Complete the following:
**a.** Write out everything in the interview on conversational AI from "I was always" down to "along the way.".
**b.** In the interview on conversational AI, which specialization was chosen during the master's in CS at Stanford?

Text block:
===============
Last month at the AI Assistant Summit in San Francisco, we were joined by Pararth Shah, Research Engineer at Google, who we spoke with about his current work as well as AI and deep learning more generally. Pararth is currently working to improve the process in which conversational AI interacts with the user by creating an AI that actually learns from it's conversation and interaction with the user.
I work at Google AI on a team focused on conversational AI research. We experiment with new ways to build agents that converse with users in natural language to help them complete tasks. We are exploring dialogue models trained from data and user feedback instead of relying on manual engineering, as the former is more scalable, flexible and enables lifelong learning and improvement of the conversational agent. Since this space is still in its early stages, I spend my time keeping up-to-date with current research, coming up with new ideas, building prototypes and running evaluations.
I got interested in Machine Learning during my undergrad at IIT Bombay, where I contributed to a couple of ML research projects. During my masters in CS at Stanford, I chose the Artificial Intelligence specialization and took courses and research projects in computer vision, graph mining and NLP. I also TA-d a couple of AI courses.
I was always fascinated by the idea of machines that converse with humans in natural language. In the last few years, the rise of messaging platforms, voice assistants and chatbots have made this idea more popular. The ability to pass the Turing Test would be a key, if not the defining, capability of a general AI. But we are far away from that and there are many interesting technical challenges to be solved along the way.
Current research in dialogue systems stands on the shoulders of a lot of seminal work in Deep Learning and Natural Language Processing, tracing back to word vectors and recurrent network based language understanding models. More recently, end-to-end conversational models, which allow an error gradient to be passed through from the response generation component back to the language understanding component, enable training the model directly with reinforcement from user feedback. In essence, the agent can improve its own language understanding capability by engaging in a conversation with the user and analyzing whether its responses led to higher user satisfaction.
I am quite excited about the application of reinforcement learning techniques to train conversational agents. On the one hand, multi-turn dialogue is somewhat different from other NLP tasks like translation and semantic parsing, as it involves reasoning over multiple steps into the future to choose actions that will optimally help the user. RL is well-suited for such sequential decision making problems. On the other hand, though, dialogue systems are very different from traditional RL domains like game-playing (Atari, AlphaGo) and robotics, as dialogue doesn’t have a well-defined reward function or a realistic simulation environment to train the agent. So it is going to be appealing to come up with new RL techniques tailored to the strengths and limitations of conversational agents. Recent work on human-in-the-loop RL interactive RL and learning rewards from human preferences shows promise.
The ability to understand and converse naturally with humans has the potential for the biggest positive impact by AI on civilization. Most obvious are applications in education, elderly care, and more, as well as making technology more accessible to more people. I believe that our research on conversational agents will eventually show impact in all these areas down the road.
It is exciting to see the progress in deep learning based computer vision, and I think a lot of industries are going to see a shift in the next few years due to this, for example medical imaging. Robotics is the next frontier and new startups have formed recently to tackle this space, so it will be intriguing to see their progress. Language is in many ways tougher to crack than vision or control due to the density of concepts implicitly conveyed in a few words and the inherent ambiguities in the ways we use language. But who knows, we might be short of only a couple of breakthroughs to get much closer to having human-level conversational AI.
===============
Records shown:
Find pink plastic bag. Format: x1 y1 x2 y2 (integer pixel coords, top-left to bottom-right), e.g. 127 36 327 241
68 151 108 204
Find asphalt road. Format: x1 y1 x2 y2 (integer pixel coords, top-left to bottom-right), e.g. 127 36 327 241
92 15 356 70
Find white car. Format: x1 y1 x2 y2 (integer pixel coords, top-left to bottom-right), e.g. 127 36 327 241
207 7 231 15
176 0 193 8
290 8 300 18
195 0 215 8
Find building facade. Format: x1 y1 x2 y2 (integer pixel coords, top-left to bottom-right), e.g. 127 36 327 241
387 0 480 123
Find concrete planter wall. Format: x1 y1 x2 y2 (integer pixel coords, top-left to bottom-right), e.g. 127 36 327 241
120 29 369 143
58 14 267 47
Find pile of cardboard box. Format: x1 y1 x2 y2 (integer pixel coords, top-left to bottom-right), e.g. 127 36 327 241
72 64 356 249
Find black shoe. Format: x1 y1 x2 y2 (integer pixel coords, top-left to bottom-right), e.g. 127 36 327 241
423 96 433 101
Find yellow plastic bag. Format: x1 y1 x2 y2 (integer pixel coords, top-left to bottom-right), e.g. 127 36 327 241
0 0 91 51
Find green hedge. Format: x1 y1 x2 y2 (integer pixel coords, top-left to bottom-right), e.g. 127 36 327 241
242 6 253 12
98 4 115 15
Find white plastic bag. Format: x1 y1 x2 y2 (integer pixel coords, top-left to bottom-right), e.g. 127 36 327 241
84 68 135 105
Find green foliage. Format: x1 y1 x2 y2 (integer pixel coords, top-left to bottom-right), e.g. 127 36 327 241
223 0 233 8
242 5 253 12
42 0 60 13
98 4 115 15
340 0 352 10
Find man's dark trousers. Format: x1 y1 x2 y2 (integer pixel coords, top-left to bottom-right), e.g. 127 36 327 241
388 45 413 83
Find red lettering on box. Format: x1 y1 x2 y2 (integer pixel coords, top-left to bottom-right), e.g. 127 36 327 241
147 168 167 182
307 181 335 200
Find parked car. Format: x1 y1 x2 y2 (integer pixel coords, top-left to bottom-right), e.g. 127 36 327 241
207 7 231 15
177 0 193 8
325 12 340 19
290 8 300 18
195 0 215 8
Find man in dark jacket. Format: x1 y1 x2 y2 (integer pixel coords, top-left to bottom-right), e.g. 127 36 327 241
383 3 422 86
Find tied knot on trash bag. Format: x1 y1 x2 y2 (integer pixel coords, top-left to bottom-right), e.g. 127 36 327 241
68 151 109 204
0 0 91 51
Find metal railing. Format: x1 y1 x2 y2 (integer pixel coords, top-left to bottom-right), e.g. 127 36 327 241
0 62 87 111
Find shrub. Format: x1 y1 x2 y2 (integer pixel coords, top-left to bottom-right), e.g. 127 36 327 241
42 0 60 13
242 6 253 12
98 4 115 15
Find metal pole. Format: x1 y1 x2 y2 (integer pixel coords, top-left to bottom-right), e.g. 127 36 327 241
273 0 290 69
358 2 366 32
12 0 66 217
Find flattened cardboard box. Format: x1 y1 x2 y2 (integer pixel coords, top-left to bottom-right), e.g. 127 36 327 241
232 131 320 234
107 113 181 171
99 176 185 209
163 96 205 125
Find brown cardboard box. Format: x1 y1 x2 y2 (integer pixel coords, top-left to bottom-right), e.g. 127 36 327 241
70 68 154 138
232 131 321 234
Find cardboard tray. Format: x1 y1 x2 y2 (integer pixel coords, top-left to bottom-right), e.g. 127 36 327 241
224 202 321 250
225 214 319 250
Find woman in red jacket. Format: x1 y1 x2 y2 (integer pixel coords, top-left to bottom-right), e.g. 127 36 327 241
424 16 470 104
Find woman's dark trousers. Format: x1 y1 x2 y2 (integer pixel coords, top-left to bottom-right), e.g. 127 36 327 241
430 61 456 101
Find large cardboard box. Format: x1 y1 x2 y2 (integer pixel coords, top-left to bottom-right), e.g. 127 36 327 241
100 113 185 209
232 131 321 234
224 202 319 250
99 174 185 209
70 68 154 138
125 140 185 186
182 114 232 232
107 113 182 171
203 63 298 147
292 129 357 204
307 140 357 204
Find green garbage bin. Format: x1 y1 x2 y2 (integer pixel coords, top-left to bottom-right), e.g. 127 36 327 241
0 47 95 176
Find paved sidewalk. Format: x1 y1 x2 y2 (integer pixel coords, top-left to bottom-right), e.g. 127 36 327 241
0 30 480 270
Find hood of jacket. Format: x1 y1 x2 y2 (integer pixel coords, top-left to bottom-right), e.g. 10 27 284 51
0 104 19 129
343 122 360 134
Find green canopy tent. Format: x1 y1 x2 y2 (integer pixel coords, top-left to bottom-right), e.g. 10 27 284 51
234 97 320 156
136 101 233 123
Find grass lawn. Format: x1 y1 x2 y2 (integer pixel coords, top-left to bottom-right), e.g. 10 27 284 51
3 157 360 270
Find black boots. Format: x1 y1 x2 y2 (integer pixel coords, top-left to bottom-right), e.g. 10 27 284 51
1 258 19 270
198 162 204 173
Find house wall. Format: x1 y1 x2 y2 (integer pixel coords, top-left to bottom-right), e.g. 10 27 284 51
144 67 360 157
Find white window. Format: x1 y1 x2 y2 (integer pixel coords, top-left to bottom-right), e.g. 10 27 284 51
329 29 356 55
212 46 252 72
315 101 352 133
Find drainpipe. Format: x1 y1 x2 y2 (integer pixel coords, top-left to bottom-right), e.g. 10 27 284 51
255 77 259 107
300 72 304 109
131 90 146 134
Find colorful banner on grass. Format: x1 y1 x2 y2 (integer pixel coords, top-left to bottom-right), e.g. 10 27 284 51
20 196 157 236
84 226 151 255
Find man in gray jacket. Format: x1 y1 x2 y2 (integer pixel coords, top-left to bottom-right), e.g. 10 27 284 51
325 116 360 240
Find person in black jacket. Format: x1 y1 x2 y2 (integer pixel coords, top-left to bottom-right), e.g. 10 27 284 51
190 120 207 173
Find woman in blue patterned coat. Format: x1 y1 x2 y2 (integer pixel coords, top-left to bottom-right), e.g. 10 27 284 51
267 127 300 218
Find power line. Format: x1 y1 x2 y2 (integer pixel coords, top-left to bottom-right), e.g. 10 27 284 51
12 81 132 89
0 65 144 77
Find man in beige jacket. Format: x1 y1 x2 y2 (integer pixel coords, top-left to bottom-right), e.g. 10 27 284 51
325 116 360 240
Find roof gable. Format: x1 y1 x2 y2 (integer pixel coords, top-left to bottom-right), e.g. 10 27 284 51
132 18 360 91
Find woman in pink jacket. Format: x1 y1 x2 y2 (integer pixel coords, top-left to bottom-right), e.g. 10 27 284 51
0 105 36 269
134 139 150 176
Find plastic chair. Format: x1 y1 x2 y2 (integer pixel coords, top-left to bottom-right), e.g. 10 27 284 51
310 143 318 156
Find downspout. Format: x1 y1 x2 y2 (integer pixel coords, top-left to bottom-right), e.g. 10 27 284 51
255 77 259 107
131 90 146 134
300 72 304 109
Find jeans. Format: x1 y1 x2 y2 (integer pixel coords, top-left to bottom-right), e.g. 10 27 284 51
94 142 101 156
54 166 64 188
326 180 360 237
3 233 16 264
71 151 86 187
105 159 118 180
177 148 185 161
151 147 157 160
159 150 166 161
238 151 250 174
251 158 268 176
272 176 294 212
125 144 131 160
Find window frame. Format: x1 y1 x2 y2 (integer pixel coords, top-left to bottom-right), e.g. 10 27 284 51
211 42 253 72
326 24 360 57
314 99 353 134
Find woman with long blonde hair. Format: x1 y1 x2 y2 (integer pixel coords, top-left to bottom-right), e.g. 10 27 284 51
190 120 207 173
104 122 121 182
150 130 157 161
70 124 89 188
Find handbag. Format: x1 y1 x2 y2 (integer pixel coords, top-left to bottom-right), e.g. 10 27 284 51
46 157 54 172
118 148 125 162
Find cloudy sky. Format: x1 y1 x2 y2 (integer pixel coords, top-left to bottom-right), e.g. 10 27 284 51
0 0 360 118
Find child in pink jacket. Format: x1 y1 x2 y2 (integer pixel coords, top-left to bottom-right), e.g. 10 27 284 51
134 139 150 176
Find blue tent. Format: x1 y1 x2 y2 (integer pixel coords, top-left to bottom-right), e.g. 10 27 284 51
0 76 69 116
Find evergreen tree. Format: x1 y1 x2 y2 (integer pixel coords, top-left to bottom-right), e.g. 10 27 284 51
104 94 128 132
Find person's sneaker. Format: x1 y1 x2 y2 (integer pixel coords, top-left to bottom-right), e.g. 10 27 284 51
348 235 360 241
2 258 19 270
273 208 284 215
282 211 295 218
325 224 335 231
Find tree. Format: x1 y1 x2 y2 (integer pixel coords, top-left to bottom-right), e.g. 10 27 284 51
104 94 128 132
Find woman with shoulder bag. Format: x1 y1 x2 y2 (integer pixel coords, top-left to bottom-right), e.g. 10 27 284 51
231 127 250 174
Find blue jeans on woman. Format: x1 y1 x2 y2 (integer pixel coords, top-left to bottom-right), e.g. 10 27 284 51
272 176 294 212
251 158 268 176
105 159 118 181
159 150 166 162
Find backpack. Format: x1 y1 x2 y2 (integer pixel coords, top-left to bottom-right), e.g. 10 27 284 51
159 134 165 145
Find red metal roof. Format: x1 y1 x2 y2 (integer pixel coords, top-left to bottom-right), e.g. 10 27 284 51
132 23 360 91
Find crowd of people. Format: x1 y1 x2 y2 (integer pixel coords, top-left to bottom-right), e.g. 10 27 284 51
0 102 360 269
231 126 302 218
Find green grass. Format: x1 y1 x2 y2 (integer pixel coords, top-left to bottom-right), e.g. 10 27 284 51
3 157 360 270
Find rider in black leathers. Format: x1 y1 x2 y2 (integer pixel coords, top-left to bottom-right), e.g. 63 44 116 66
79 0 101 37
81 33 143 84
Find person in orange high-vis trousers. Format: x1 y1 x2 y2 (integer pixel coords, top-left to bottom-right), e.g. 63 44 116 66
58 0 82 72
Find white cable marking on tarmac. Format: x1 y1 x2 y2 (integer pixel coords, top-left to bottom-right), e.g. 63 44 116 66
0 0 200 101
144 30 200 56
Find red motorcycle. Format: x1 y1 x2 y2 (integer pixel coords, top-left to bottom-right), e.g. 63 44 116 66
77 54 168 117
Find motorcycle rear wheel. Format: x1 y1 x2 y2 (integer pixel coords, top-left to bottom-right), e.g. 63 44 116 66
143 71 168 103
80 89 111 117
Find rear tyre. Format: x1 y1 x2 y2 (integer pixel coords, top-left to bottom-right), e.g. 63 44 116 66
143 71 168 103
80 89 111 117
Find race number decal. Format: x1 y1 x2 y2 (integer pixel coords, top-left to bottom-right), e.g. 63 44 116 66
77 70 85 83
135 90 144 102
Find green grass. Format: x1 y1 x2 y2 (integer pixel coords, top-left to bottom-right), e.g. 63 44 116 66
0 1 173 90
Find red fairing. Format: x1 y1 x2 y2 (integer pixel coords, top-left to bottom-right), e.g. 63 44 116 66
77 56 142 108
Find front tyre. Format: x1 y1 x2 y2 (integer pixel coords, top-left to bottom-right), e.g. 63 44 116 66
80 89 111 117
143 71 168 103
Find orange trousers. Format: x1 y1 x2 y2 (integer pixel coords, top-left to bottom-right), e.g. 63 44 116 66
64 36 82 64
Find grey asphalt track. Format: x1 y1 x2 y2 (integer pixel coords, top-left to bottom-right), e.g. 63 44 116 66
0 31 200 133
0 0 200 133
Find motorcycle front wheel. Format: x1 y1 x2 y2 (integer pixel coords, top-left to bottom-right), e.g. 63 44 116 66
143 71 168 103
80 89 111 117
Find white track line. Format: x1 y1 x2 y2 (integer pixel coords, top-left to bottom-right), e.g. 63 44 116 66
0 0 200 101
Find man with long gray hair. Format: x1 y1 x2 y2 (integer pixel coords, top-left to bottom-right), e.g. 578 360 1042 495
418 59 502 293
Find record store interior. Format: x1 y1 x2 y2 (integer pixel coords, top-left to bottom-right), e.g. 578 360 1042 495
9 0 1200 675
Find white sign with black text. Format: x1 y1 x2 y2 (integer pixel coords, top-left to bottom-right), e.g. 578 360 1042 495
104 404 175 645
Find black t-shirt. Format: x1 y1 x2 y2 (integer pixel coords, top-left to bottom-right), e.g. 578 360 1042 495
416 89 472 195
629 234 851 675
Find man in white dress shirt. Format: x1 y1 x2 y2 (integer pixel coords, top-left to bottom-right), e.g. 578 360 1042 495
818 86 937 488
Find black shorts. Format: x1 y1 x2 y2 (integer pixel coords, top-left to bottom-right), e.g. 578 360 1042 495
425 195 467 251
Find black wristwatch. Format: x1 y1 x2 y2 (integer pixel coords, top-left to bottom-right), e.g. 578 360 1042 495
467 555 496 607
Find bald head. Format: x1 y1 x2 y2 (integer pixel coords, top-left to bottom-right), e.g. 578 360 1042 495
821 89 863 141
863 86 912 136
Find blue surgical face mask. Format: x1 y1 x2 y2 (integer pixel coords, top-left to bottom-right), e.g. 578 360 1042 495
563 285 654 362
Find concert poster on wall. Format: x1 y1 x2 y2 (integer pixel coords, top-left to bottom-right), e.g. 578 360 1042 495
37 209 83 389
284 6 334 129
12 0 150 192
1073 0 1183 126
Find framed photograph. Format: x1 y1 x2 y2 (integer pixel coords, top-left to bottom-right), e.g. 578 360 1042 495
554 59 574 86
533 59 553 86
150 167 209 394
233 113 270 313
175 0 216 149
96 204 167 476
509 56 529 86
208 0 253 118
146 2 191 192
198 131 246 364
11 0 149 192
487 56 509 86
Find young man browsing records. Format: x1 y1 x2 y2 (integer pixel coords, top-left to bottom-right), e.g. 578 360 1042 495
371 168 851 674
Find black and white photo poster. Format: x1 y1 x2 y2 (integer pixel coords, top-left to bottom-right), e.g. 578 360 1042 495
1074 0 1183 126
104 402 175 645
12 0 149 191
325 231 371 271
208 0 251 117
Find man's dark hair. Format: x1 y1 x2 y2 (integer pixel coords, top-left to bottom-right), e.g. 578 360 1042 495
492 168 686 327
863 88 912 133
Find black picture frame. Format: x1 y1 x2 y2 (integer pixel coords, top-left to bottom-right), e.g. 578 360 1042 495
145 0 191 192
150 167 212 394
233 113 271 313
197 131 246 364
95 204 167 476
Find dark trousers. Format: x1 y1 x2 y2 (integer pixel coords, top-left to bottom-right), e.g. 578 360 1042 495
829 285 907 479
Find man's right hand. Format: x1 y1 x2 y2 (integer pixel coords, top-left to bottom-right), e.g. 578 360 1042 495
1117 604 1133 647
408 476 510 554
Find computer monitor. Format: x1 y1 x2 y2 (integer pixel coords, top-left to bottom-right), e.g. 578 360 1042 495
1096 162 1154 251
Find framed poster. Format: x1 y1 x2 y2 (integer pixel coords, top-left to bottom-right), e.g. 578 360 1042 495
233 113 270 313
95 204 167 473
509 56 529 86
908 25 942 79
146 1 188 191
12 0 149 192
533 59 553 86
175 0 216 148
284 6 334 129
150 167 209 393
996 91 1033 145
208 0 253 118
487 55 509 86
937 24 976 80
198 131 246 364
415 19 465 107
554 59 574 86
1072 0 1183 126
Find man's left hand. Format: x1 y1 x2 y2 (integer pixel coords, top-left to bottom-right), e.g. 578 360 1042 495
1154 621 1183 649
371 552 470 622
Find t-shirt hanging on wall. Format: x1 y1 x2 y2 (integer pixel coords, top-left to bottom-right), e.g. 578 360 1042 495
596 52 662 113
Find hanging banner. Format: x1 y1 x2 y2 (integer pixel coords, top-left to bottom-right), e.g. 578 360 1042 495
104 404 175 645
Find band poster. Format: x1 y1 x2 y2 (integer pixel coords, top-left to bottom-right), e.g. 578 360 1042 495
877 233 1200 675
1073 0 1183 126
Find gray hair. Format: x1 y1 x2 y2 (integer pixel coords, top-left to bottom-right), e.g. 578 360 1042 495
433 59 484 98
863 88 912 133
===============
Answers to this exercise:
**a.**
I was always fascinated by the idea of machines that converse with humans in natural language. In the last few years, the rise of messaging platforms, voice assistants and chatbots have made this idea more popular. The ability to pass the Turing Test would be a key, if not the defining, capability of a general AI. But we are far away from that and there are many interesting technical challenges to be solved along the way.

**b.** The Artificial Intelligence specialization.